YOUR ASSIGNMENT =
Please write out the final portion of the records below exactly: the line containing "# indicate a", every line after it, and nothing else.

RECORDED DATA =
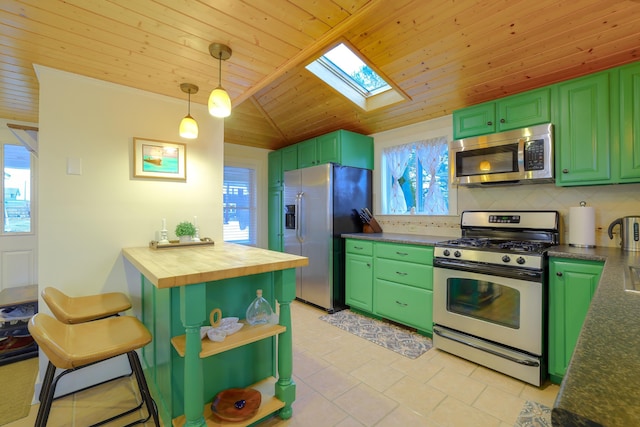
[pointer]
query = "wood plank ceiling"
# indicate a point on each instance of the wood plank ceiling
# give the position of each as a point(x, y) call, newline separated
point(443, 54)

RESULT =
# indicate a point on each instance of the wood plank ceiling
# give the position of each as a point(x, y) call, newline separated
point(443, 54)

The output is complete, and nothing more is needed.